**Zadanie 1:** Wypisz wszystkie wiersze rekordów zawierające ciąg „uniform”. Wielkość liter ma znaczenie.

***** Fragment dokumentu

- W Domu Polskim obchodzone są najważniejsze polskie święta narodowe i na co dzień kultywuje się polskość. Znajduje tutaj swoje miejsce wszystko, co może się odbywać w języku polskim i jest ciekawe dla odbiorców - mówi nam Ana Jesvilienė, od 2005 r. dyrektor Domu Polskiego w Ejszyszkach na Litwie (najbardziej polskim mieście świata - współcześnie - poza Polską). I podkreśla, że to oczywiste, że państwo polskie w mniejszym czy większym stopniu przyczynia się do pielęgnowania na Litwie polskości. Ana Jesvilienė przypomina też piękne karty polskiej historii.
Czym są Domy Polskie?

**********
***** Wykaz danych

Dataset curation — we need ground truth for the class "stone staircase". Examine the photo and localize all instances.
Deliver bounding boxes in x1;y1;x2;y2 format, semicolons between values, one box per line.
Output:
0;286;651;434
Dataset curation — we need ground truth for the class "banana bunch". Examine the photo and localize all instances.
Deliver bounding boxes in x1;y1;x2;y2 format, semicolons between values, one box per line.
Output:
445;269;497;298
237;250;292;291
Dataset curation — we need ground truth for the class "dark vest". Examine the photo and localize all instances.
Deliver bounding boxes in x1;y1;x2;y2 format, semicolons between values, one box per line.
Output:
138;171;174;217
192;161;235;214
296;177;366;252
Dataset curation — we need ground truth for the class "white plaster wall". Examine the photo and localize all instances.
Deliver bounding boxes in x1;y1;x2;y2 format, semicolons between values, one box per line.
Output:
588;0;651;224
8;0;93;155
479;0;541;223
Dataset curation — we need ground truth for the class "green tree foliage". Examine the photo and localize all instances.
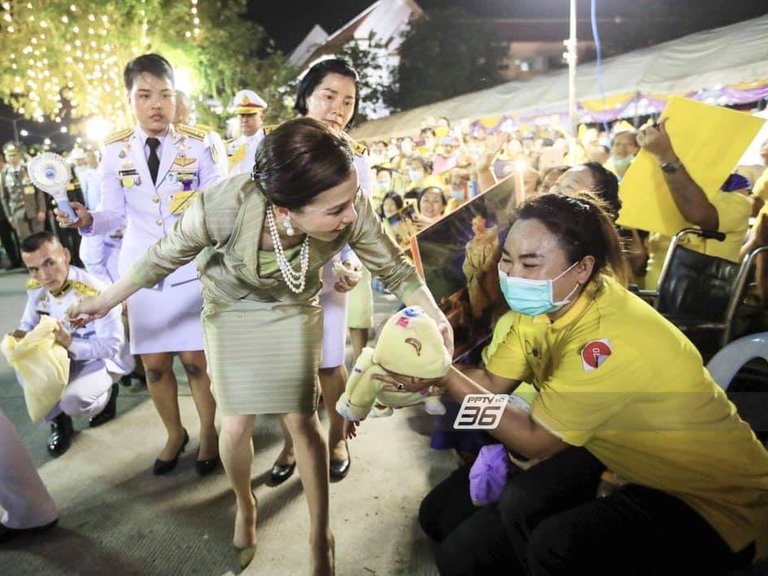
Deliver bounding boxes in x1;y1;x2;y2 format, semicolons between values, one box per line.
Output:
0;0;295;135
385;8;507;110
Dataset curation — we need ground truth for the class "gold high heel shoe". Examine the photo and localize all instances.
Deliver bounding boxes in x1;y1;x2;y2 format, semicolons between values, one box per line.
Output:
232;544;256;570
232;491;259;570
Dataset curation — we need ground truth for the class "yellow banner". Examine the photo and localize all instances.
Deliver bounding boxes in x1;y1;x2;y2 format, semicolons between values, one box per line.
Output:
618;96;765;236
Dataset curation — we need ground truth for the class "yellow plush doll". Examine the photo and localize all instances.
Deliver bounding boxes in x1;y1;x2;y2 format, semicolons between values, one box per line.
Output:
336;306;451;421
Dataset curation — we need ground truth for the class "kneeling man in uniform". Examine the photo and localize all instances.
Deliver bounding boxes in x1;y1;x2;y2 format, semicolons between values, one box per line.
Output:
15;232;126;456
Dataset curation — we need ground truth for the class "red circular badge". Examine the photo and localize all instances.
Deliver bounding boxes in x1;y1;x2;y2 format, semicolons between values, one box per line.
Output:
581;340;613;370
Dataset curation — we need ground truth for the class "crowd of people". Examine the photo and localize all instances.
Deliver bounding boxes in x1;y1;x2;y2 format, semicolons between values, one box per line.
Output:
0;54;768;574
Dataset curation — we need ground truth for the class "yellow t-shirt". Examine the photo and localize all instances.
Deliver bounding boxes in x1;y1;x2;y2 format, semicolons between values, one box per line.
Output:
752;168;768;200
645;191;752;290
487;276;768;557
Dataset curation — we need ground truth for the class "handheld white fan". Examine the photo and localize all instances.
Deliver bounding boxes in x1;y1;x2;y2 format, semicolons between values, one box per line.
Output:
27;152;77;222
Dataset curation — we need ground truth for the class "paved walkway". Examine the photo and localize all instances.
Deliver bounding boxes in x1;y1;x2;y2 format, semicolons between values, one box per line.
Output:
0;273;455;576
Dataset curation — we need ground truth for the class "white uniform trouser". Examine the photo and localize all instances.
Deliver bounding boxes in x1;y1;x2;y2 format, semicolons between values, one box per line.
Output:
320;260;347;368
45;367;112;422
0;410;59;529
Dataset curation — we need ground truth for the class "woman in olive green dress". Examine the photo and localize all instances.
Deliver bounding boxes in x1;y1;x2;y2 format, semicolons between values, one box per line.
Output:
71;118;453;574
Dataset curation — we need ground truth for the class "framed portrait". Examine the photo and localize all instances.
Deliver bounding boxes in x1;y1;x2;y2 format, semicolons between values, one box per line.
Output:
411;178;515;361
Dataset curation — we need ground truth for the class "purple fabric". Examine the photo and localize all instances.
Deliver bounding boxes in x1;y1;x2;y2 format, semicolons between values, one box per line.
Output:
469;444;509;506
720;173;752;192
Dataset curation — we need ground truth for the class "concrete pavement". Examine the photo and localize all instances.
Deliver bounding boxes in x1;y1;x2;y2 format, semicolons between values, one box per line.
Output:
0;272;456;576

**********

**Zadanie 2:** Proszę streścić w dwóch zdaniach tekst o Domu Polskim w Ejszyszkach.

**Pełna odpowiedź 1:**
Dataset curation — we need ground truth for the class "kneeling man in uniform". Examine the photo and localize all instances.
Dataset curation — we need ground truth for the class "white uniform trouser". Examine the photo and localize all instances.

**Pełna odpowiedź 2:** Według Any Jesvilienė, od 2005 r. dyrektor Domu Polskiego w Ejszyszkach na Litwie, obchodzi się tam najważniejsze polskie święta narodowe i na co dzień kultywuje polskość, a swoje miejsce znajduje wszystko, co może się odbywać po polsku i jest ciekawe dla odbiorców. Podkreśla też, że państwo polskie w mniejszym czy większym stopniu przyczynia się do pielęgnowania polskości na Litwie, i przypomina piękne karty polskiej historii.